» Exercise task
Rewrite the lines from the one containing "Expected: one point per instance of the red" through the last line as a Markdown table with the columns Row and Line, numbering each row and leaving out any blank lines.

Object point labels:
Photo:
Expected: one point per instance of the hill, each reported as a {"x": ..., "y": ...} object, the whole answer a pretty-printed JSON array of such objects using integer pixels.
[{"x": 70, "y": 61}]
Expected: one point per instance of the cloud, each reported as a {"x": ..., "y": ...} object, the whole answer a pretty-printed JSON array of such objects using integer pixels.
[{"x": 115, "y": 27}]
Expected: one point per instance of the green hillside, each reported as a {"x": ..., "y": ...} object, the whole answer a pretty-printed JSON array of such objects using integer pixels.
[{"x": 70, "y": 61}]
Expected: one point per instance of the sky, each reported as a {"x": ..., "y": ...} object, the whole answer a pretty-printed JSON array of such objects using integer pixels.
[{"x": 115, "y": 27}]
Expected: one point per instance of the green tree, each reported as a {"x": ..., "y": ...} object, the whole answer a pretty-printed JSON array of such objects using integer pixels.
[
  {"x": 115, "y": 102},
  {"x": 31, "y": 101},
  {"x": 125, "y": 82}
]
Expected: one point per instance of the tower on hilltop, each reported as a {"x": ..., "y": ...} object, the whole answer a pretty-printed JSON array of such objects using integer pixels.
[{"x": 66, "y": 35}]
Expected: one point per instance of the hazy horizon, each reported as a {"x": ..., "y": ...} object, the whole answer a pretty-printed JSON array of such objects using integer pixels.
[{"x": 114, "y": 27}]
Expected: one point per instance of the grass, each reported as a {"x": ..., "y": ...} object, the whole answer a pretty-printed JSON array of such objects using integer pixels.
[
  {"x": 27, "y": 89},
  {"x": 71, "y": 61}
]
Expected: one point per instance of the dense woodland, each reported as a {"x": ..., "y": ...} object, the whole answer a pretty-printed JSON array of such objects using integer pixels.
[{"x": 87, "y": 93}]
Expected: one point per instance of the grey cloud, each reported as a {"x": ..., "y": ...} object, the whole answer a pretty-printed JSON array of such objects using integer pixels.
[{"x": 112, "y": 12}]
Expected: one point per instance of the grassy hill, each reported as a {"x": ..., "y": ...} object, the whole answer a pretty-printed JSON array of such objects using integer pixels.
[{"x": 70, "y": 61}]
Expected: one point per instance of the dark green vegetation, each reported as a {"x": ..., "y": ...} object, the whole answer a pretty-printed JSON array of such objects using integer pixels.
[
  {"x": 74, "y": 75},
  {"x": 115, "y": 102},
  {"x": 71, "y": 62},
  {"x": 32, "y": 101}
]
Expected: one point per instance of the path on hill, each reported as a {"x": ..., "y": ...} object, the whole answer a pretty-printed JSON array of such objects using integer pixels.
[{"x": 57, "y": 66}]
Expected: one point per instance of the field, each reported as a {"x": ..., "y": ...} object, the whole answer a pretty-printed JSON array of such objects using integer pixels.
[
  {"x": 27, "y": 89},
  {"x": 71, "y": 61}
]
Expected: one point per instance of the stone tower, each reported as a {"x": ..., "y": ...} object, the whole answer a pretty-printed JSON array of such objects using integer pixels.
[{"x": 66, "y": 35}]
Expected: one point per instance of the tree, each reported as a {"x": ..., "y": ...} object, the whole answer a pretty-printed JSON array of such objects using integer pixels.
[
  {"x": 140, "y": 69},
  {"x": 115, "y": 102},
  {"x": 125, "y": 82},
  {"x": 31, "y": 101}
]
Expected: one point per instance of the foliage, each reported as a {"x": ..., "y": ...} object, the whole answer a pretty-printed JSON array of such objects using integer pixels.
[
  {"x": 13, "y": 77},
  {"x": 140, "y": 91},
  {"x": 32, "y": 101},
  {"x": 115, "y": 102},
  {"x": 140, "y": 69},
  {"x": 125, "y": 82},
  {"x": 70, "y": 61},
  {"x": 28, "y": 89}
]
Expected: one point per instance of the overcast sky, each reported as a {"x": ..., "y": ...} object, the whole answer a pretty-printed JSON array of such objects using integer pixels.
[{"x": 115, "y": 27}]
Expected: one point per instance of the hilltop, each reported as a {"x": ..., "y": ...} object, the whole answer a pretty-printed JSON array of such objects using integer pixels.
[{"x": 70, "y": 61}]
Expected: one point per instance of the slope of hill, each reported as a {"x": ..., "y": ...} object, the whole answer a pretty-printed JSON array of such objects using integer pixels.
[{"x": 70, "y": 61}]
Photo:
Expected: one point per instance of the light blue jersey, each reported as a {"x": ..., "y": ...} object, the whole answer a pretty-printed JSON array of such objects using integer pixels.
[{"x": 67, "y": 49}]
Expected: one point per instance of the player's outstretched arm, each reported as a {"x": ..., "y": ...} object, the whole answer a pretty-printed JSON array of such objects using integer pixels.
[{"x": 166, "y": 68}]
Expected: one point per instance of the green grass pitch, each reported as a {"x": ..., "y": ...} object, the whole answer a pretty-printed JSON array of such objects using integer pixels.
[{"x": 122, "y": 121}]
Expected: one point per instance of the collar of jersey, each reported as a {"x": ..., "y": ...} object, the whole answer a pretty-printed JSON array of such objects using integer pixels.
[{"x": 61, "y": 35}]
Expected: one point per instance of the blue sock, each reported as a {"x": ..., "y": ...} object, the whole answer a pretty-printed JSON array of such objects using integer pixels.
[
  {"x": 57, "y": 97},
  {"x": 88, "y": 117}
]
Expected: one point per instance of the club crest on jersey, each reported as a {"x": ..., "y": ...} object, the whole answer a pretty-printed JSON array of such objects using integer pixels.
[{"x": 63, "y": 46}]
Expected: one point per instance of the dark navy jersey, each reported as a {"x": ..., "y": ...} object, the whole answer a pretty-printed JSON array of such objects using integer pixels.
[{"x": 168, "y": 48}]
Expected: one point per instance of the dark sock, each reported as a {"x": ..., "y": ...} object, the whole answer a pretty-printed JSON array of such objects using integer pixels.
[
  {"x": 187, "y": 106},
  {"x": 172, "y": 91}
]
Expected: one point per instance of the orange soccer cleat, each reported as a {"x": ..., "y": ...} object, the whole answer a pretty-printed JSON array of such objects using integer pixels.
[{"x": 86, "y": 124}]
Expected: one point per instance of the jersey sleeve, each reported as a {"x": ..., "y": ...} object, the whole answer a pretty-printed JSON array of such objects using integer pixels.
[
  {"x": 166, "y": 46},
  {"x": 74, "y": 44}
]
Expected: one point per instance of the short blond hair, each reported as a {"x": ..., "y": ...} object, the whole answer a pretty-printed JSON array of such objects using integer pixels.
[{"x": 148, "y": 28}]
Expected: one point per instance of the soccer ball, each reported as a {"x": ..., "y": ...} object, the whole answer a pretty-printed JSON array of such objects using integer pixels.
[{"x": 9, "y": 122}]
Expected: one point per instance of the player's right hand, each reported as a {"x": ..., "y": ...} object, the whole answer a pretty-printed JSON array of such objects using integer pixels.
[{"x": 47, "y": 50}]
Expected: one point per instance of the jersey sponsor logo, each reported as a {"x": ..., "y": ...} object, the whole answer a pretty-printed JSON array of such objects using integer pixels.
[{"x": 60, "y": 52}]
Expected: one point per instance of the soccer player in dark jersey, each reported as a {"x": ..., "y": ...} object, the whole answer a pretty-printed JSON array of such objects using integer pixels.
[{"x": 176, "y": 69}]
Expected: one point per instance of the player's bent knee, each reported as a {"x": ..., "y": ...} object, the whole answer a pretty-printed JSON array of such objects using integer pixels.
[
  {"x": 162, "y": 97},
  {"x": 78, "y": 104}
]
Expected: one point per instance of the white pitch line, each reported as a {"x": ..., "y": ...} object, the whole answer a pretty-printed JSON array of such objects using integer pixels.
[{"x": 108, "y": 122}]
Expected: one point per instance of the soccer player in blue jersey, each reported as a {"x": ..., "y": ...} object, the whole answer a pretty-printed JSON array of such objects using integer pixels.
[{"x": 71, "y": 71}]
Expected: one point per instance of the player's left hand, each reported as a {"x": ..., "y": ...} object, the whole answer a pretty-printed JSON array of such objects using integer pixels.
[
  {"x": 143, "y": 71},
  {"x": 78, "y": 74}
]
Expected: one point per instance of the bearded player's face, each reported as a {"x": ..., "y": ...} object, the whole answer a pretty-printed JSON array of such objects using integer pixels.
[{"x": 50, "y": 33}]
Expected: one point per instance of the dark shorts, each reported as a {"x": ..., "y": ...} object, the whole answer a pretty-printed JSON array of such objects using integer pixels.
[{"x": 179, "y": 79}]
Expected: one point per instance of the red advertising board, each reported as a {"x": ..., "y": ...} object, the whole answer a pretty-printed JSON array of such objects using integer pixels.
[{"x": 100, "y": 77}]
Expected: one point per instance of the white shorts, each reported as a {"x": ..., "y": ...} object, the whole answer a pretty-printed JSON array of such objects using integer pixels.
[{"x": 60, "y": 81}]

» Answer below
| Row | Line |
|---|---|
| 1 | Expected: one point per instance of the red advertising board, each reported as a {"x": ..., "y": ...} object, the whole answer a pretty-printed JSON array of such objects using integer pixels. |
| 2 | [{"x": 100, "y": 77}] |
| 3 | Expected: one point per instance of the white shorts, each reported as a {"x": ..., "y": ...} object, the whole answer a pretty-printed JSON array of such objects using integer pixels. |
| 4 | [{"x": 60, "y": 81}] |